▶ Extract:
>>>>

2. Detach the transform of the object being launched from the cannon.

3. Call the m_onLaunchedCallback if exists. This callback is only registered by ClientCannonCosmeticDecisions, so it’s cosmetics only (animations, particles, audio).

4. Start the ProjectileAnimation animation coroutine. See ProjectileAnimation::Run; this manually animates the projectile by positioning it according to a parabola.

5. Call the handler.Land function; see ClientCannonPlayerHandler.Land:

   public void Land(GameObject _obj)
    {
    	if (_obj != null)
    	{
    		this.m_controls.enabled = true;
    		if (this.m_controls.GetComponent<PlayerIDProvider>().IsLocallyControlled())
    		{
    			this.m_controls.Motion.SetKinematic(false);
    		}
    		Collider collider = _obj.RequireComponent<Collider>();
    		collider.enabled = true;
    		this.m_controls.GetComponent<ClientPlayerControlsImpl_Default>().ApplyImpact(this.m_controls.transform.forward.XZ() * 2f, 0.2f);
    	}
    }
   

6. Call m_cannon.EndCannonRoutine (note this is on the Cannon, not ClientCannon). This is registered by only ServerCannon to call ServerCannon.EndCannonRoutine:

   public void EndCannonRoutine(GameObject _obj)

<<<<

▶ Given request 1: In the cannon launch steps, which class is the only one that registers m_onLaunchedCallback?
▶ Given request 2: According to the cannon launch steps, what kinds of cosmetics does m_onLaunchedCallback handle? Name them all.
▶ Given request 3: Pick up the cannon launch steps at the point where they stop and keep going.

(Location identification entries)
>>>>

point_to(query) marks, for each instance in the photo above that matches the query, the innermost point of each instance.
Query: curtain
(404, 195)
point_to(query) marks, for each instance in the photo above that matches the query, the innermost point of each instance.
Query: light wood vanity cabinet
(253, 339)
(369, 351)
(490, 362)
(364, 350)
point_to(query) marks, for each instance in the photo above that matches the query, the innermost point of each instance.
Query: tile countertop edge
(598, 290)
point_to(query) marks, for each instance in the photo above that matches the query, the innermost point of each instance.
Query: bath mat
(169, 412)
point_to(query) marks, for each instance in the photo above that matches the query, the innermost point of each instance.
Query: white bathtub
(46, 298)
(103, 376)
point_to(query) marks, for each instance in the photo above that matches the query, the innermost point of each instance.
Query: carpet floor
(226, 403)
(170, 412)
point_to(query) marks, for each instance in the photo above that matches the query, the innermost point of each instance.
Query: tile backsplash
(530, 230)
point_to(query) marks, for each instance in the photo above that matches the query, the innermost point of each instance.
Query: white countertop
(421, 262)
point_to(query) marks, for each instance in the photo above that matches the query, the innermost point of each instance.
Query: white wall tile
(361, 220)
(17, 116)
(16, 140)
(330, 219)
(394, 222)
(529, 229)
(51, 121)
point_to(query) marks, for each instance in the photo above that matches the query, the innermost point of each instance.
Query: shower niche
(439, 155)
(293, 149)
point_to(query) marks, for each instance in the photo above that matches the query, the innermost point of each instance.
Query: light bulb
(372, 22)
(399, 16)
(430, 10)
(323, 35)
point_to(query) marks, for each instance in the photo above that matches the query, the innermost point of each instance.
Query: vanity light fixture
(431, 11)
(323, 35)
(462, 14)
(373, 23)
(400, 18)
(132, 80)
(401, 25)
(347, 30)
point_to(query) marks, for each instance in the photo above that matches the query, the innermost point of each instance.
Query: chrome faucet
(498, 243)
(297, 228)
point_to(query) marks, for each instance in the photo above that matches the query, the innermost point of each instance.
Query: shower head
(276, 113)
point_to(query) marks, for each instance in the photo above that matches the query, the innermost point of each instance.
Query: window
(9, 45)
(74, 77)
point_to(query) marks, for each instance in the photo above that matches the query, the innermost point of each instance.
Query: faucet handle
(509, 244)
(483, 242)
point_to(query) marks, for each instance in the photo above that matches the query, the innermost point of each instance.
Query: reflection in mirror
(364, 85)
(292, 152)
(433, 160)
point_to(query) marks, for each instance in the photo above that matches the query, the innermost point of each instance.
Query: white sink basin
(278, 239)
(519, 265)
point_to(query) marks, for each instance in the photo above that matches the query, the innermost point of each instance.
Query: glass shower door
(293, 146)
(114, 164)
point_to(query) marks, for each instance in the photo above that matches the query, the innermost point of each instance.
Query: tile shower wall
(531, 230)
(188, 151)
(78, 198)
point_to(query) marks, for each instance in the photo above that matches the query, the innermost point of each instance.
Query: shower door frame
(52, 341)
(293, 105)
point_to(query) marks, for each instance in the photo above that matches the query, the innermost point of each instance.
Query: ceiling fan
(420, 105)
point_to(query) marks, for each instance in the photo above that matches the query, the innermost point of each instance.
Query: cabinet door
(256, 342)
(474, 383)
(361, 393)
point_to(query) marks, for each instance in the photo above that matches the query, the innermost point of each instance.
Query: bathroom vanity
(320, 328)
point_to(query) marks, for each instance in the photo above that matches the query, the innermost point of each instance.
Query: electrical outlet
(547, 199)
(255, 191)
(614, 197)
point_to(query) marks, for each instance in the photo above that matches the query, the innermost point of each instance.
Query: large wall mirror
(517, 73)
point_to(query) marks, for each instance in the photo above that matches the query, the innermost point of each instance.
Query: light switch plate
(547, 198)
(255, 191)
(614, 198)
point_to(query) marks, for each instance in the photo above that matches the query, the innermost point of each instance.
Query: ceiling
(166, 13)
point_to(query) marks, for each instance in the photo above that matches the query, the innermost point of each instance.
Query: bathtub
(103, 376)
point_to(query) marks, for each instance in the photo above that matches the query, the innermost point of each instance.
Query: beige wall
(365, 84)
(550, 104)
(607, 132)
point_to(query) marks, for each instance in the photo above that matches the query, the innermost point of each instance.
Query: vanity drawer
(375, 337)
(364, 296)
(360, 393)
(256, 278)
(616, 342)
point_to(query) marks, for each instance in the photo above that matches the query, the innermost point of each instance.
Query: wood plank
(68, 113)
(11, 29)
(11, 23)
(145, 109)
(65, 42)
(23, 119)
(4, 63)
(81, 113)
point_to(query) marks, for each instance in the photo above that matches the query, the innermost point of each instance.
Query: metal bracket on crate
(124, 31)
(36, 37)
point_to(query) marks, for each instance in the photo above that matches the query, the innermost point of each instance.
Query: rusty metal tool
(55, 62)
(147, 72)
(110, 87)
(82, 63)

<<<<

▶ Task result 1: ClientCannonCosmeticDecisions

▶ Task result 2: Animations, particles, audio

▶ Task result 3:
    {
    	this.m_flying = false;
    	IServerCannonHandler handler = this.GetHandler(_obj);
    	if (handler != null)
    	{
    		handler.ExitCannonRoutine(_obj);
    	}
    }
   

   This handler is the IServerCannonHandler, which also has only one implementation: ServerCannonPlayerHandler.ExitCannonRoutine:

   public void ExitCannonRoutine(GameObject _obj)
   {
   	_obj.GetComponent<Rigidbody>().isKinematic = false;
   	GroundCast groundCast = _obj.RequestComponent<GroundCast>();
   	if (groundCast != null)
   	{
   		groundCast.ForceUpdateNow();
   	}
   	ServerWorldObjectSynchroniser serverWorldObjectSynchroniser = _obj.RequestComponent<ServerWorldObjectSynchroniser>();
   	if (serverWorldObjectSynchroniser != null)
   	{
   		serverWorldObjectSynchroniser.ResumeAllClients(false);
   	}
   }
   

7. Start the coroutine from handler.ExitCannonRoutine; see ClientCannonPlayerHandler.ExitCannonRoutine:

   public IEnumerator ExitCannonRoutine(GameObject _player, Vector3 _exitPosition, Quaternion _exitRotation)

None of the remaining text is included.